>> BEGIN TEXT SEGMENT

CLAT - Legal Reasoning

IPC vs Bharatiya Nyaya Sanhita (BNS) for CLAT 2027 — Section-Wise Comparison and 10 Practice MCQs

CLAT exam preparation and law entrance test study material

Last Updated: May 2026

On 1 July 2024, India’s 162-year-old Indian Penal Code (IPC), 1860 was replaced by the Bharatiya Nyaya Sanhita (BNS), 2023. For CLAT 2027 aspirants, this transition is one of the most heavily tested topics — both in Legal Reasoning passages and Current Affairs MCQs. This guide compares the IPC and BNS section-by-section across all the high-yield zones.

Quick Facts: IPC vs BNS for CLAT 2027

Aspect IPC (1860) BNS (2023)

>> END TEXT SEGMENT
>> BEGIN DATA EXCERPT

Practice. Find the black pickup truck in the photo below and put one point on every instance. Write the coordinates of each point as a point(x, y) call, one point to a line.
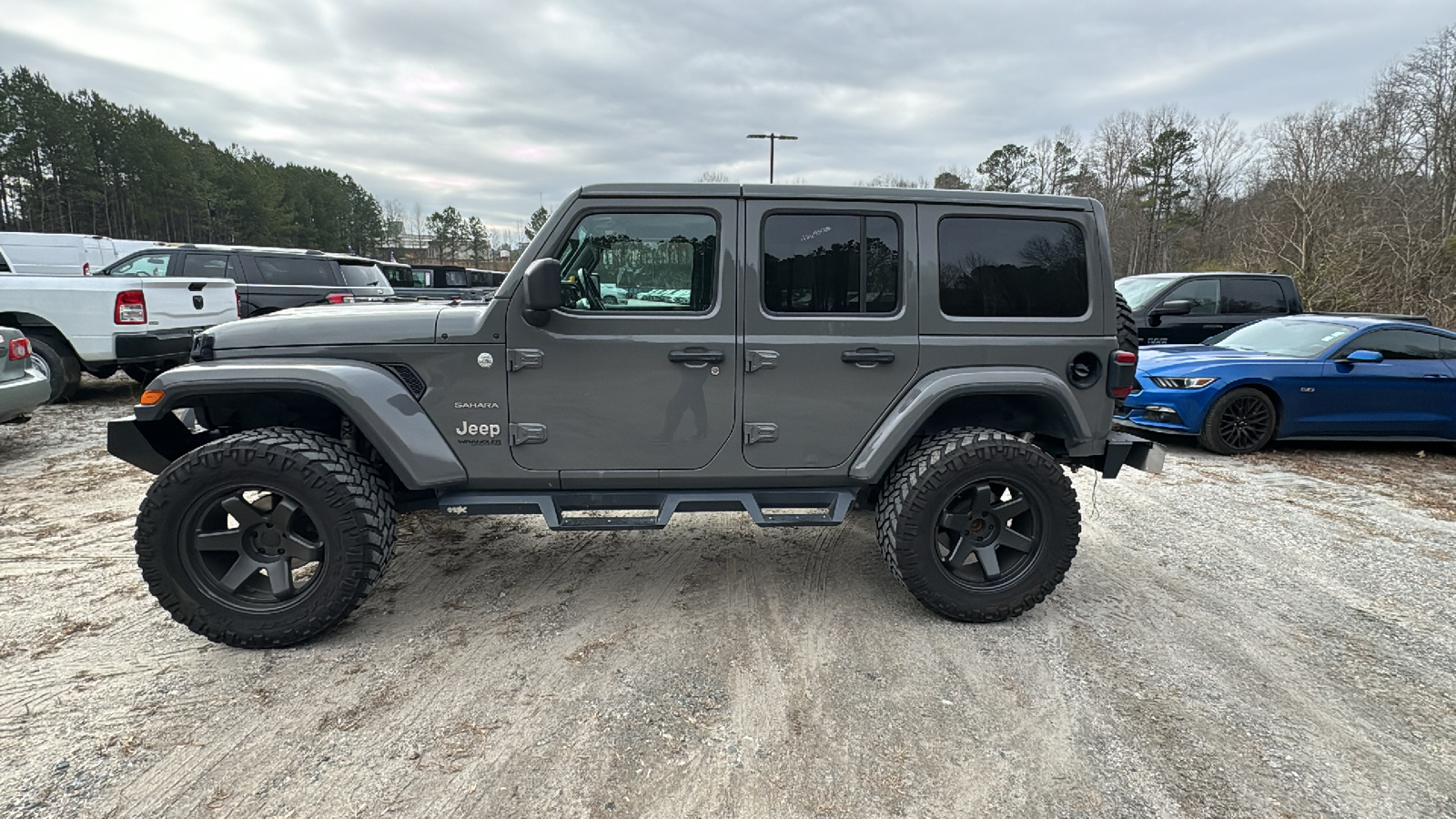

>> END DATA EXCERPT

▸ REQUIRED WORK
Copy the IPC vs BNS page above, everything from "CLAT - Legal" down to "the high-yield zones.", with "transition" changed to "changeover".

▸ RESPONSE TO THE EXERCISE
CLAT - Legal Reasoning

IPC vs Bharatiya Nyaya Sanhita (BNS) for CLAT 2027 — Section-Wise Comparison and 10 Practice MCQs

CLAT exam preparation and law entrance test study material

Last Updated: May 2026

On 1 July 2024, India’s 162-year-old Indian Penal Code (IPC), 1860 was replaced by the Bharatiya Nyaya Sanhita (BNS), 2023. For CLAT 2027 aspirants, this changeover is one of the most heavily tested topics — both in Legal Reasoning passages and Current Affairs MCQs. This guide compares the IPC and BNS section-by-section across all the high-yield zones.